-- Start DATA LINES --
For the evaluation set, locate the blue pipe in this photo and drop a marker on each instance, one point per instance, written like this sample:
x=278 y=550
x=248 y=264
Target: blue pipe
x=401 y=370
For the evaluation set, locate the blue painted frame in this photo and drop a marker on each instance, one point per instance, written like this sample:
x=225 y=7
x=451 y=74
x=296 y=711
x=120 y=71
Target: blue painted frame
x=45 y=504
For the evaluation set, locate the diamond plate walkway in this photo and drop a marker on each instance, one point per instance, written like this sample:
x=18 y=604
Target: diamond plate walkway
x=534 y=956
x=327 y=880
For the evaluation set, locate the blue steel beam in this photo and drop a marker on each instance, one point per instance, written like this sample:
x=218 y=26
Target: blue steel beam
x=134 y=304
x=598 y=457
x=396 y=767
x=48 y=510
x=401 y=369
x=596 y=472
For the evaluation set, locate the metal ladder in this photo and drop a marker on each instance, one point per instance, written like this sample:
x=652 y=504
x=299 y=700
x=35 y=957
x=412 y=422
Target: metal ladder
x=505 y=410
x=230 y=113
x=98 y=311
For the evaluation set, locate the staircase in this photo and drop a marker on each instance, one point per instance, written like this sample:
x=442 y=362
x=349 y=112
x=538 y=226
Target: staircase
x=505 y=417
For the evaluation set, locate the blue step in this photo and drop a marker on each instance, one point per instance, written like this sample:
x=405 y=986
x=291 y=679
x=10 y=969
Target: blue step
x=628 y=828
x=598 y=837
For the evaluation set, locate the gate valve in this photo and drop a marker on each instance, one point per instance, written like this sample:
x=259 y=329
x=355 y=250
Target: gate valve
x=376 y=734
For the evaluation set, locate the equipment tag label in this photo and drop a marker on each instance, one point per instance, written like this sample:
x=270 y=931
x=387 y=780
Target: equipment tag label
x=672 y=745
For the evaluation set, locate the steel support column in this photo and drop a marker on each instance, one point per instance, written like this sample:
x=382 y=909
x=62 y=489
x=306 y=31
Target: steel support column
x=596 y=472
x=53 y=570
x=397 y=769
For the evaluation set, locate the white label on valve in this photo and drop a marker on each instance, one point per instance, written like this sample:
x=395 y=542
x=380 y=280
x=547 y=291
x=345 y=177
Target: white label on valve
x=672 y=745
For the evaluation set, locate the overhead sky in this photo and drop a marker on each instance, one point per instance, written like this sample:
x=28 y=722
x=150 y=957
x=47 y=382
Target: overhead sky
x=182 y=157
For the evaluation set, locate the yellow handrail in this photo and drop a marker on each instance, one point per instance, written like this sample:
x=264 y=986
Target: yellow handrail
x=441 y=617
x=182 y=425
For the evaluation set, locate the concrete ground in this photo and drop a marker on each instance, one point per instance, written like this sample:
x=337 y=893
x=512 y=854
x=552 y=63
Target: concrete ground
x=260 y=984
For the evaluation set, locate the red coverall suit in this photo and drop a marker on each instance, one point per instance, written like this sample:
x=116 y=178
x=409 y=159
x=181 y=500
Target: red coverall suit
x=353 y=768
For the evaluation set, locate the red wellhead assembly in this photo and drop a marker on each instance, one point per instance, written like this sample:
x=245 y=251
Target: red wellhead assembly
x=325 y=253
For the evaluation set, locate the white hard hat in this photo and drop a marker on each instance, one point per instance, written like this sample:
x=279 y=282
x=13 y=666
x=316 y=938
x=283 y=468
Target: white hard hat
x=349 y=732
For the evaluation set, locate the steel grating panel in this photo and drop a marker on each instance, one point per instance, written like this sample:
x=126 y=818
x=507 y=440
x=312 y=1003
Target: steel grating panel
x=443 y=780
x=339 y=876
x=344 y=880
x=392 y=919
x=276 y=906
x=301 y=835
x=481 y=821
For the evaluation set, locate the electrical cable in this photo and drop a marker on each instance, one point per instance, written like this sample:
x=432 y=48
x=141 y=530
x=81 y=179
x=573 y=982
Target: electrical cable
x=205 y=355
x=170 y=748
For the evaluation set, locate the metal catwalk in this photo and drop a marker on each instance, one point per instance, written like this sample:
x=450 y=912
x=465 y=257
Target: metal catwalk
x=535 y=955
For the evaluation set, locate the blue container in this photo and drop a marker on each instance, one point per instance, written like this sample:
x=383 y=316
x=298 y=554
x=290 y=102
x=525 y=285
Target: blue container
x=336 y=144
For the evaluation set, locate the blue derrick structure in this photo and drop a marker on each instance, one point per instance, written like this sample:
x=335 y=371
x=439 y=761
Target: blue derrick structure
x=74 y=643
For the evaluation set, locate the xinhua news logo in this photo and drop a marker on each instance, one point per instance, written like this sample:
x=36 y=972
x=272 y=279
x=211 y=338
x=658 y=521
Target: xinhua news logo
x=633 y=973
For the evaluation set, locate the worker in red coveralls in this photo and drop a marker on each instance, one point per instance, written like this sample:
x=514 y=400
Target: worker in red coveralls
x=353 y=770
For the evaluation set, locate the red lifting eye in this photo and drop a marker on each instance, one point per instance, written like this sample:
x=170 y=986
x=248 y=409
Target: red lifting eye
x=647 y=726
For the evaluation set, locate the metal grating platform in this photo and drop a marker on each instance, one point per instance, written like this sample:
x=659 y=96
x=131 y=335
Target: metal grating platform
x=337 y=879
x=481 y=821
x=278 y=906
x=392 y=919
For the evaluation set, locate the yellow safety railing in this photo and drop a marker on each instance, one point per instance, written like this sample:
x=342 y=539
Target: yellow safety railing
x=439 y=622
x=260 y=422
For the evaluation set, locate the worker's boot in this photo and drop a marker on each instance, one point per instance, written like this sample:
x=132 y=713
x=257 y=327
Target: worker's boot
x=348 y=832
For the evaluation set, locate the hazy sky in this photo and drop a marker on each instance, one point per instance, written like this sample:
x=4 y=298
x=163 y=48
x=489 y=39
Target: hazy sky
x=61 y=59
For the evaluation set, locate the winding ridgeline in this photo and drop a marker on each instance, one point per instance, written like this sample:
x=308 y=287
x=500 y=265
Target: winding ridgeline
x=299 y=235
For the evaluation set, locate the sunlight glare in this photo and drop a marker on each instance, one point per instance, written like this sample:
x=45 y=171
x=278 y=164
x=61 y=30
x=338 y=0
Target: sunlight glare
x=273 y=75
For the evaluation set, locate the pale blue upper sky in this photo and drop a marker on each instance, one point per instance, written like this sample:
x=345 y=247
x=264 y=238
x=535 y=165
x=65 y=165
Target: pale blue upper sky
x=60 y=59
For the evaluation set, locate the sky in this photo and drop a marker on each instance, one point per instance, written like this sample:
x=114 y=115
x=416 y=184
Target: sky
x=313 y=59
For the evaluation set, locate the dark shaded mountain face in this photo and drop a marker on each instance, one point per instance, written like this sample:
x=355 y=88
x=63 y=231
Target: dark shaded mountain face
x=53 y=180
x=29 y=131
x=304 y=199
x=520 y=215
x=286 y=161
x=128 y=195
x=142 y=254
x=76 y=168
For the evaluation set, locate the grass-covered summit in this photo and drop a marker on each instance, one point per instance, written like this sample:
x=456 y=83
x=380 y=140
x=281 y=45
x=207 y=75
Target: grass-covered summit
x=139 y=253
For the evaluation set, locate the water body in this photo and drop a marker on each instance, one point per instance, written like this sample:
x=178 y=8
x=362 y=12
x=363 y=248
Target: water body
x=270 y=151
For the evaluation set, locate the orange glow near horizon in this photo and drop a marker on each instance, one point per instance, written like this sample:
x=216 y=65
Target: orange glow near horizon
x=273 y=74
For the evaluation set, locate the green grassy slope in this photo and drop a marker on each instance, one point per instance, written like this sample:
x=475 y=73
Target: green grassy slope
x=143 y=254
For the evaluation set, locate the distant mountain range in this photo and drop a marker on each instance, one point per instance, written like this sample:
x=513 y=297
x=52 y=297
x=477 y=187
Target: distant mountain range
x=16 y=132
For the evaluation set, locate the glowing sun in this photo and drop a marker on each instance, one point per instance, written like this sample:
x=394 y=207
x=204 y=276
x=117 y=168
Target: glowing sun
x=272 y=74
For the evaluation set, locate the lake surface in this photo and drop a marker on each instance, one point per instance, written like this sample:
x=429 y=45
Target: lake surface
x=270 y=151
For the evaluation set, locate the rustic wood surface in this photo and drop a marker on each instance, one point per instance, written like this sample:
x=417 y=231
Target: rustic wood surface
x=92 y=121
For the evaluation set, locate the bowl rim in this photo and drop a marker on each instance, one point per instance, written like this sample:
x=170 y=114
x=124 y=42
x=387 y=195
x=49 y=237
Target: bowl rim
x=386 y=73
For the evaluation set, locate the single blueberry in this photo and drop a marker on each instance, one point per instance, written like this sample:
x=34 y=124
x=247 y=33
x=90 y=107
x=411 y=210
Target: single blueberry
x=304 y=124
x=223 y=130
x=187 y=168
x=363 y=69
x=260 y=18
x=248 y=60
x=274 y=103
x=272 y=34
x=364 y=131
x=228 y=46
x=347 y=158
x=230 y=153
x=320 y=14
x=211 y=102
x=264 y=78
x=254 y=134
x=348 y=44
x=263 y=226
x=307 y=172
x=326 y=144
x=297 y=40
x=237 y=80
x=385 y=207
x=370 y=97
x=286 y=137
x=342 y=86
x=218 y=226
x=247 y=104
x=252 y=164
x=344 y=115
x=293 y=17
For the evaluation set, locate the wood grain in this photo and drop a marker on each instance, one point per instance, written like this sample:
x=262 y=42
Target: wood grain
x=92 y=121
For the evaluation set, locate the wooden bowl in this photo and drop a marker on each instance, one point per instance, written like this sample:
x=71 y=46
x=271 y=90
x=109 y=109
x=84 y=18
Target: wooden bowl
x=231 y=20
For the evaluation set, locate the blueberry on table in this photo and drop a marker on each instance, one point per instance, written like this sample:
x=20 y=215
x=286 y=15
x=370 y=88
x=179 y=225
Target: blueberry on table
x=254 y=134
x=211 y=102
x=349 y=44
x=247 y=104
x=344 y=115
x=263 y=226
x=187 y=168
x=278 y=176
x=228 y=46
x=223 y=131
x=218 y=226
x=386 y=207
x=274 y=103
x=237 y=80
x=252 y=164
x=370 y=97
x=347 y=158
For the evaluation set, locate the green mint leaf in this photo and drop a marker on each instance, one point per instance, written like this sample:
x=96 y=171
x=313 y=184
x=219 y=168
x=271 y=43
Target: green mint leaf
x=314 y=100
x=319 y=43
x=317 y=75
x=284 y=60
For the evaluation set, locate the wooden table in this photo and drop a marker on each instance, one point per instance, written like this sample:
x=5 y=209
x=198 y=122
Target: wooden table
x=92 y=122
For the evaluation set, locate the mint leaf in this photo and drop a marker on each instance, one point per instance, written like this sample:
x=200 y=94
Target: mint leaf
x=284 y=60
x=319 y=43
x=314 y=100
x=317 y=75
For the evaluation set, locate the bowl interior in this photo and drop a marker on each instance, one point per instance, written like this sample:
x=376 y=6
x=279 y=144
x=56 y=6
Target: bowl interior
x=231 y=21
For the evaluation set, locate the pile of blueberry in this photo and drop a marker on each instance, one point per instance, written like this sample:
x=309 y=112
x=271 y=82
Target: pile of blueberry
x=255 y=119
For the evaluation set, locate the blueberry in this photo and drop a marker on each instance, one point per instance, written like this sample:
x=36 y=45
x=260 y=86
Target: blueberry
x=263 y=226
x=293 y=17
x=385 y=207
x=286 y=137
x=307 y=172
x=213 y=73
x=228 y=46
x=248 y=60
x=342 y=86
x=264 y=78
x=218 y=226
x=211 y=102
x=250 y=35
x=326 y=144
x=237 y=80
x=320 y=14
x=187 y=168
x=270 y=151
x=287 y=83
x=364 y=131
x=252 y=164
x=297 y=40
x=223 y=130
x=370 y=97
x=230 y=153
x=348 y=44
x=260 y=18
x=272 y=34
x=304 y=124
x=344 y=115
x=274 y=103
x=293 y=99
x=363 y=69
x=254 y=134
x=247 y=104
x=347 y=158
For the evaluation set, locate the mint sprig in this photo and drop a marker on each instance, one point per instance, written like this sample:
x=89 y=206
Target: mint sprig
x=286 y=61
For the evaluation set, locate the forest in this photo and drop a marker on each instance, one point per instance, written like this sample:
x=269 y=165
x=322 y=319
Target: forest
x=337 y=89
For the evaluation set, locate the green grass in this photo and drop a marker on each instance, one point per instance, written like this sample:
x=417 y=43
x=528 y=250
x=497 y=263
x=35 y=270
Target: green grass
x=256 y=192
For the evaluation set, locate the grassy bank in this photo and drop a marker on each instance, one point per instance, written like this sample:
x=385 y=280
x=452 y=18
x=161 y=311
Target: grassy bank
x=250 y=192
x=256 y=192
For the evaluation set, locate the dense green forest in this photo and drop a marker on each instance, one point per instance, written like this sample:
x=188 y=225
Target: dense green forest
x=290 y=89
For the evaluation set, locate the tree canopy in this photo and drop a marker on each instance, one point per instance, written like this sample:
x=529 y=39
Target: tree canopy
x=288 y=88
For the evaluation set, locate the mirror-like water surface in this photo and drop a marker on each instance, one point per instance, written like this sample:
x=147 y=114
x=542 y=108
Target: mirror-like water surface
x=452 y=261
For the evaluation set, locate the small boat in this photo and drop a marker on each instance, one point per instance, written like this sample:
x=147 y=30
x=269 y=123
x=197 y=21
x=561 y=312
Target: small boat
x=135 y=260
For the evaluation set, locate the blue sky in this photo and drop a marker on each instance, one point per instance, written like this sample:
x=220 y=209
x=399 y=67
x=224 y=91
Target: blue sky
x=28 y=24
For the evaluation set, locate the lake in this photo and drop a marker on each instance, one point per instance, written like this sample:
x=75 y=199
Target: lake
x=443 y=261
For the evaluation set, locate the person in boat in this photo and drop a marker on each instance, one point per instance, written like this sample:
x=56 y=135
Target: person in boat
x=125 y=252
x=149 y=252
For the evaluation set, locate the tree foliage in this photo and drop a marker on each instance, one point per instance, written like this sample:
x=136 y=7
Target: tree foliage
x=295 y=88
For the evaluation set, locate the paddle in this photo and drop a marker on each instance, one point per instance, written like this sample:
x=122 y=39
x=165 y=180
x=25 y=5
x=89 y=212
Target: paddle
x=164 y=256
-- End DATA LINES --
PROBLEM REQUIREMENTS: Render the lines of the data above as a Markdown table with the columns "No." and "Line". Begin at the line that contains "For the evaluation set, locate the blue step", stop after the line that contains "x=598 y=837", and omit blank lines.

EXERCISE RESULT:
| No. | Line |
|---|---|
| 1 | For the evaluation set, locate the blue step in this photo and drop a marker on each instance, one point per instance, written like this sample: |
| 2 | x=405 y=986 |
| 3 | x=291 y=679 |
| 4 | x=10 y=969 |
| 5 | Target: blue step |
| 6 | x=628 y=828 |
| 7 | x=598 y=837 |